EXERCISE MATERIAL:
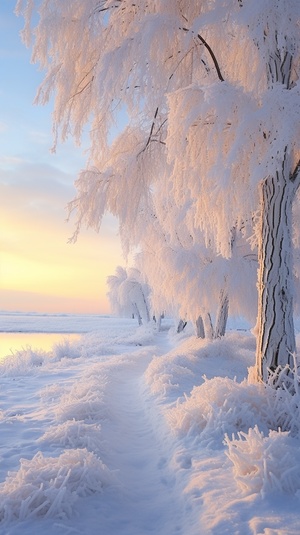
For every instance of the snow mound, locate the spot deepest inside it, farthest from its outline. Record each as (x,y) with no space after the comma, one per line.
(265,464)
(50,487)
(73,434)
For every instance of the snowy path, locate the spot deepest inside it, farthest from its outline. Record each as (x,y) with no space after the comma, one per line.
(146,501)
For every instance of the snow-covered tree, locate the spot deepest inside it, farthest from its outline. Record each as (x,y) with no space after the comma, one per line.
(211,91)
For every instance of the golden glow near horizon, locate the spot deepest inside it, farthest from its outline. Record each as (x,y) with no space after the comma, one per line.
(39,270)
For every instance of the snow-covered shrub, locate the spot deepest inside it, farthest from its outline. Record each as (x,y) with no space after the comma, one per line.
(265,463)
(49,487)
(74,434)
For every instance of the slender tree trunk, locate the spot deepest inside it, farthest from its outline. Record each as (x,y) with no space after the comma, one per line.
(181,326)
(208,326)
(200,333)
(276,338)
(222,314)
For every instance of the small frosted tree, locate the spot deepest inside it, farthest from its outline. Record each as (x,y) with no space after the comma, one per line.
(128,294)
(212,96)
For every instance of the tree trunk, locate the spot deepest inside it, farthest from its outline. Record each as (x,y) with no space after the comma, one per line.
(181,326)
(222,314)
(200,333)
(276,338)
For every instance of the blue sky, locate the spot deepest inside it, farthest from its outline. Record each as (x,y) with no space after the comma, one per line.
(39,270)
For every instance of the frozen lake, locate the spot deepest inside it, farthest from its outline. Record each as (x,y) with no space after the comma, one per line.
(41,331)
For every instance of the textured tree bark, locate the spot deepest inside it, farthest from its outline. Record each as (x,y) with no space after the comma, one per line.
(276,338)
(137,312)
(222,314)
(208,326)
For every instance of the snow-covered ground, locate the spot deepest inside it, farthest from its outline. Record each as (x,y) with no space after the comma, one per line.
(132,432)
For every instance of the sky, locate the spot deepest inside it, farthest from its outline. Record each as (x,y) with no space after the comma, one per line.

* * *

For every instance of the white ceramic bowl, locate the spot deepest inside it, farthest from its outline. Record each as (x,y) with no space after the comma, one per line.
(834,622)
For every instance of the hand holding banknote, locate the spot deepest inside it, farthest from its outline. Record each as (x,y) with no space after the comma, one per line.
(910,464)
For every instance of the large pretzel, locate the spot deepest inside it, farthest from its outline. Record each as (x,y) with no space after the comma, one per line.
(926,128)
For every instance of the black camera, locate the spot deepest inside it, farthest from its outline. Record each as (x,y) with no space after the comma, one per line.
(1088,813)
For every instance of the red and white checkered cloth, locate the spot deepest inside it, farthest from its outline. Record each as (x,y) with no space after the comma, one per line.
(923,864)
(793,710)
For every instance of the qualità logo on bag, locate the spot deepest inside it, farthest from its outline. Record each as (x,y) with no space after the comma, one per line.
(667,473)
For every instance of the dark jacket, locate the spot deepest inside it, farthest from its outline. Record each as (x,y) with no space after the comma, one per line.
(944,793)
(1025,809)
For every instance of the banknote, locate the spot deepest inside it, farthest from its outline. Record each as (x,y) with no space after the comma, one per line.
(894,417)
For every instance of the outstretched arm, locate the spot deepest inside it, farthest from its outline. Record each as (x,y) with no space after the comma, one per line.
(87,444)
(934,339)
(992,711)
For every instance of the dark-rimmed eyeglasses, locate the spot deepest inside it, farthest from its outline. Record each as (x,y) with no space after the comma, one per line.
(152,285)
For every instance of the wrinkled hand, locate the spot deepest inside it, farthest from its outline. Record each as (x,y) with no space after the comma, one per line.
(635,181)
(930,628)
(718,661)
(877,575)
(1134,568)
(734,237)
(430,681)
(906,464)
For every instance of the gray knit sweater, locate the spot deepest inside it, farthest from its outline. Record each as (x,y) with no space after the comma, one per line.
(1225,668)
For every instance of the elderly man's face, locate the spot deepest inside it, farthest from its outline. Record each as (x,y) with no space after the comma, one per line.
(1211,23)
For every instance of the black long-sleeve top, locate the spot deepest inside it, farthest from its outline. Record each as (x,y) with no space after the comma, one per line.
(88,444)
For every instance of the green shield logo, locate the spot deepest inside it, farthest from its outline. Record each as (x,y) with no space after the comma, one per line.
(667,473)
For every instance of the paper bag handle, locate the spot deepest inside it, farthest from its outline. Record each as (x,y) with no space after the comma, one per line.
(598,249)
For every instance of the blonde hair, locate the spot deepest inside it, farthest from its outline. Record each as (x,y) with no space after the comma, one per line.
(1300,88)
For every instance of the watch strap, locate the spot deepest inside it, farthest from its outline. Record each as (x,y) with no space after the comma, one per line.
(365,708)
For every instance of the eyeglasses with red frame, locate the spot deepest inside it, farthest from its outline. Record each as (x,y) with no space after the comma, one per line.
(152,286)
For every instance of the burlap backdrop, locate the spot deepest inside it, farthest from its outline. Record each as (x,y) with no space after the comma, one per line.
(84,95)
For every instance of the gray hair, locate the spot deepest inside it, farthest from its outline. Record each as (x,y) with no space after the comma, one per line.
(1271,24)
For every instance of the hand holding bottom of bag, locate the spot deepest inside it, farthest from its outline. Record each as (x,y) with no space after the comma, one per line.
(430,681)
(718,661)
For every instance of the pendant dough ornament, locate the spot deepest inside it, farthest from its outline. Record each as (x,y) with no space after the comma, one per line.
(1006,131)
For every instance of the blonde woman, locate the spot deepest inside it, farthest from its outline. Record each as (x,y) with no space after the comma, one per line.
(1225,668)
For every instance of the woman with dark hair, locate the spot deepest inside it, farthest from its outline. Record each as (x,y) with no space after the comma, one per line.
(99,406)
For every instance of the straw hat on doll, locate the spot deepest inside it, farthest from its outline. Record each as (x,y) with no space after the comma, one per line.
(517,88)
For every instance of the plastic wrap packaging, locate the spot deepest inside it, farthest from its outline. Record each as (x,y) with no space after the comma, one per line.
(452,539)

BRIEF: Pull out every line of the data above that contains the word "burlap", and copy each such line in full.

ANSWER FOR THIS EXERCISE:
For every instance of the burlap backdrop, locate the spot deepest inside it, farthest from its outline. Record each as (x,y) with no space after the comma, one per line.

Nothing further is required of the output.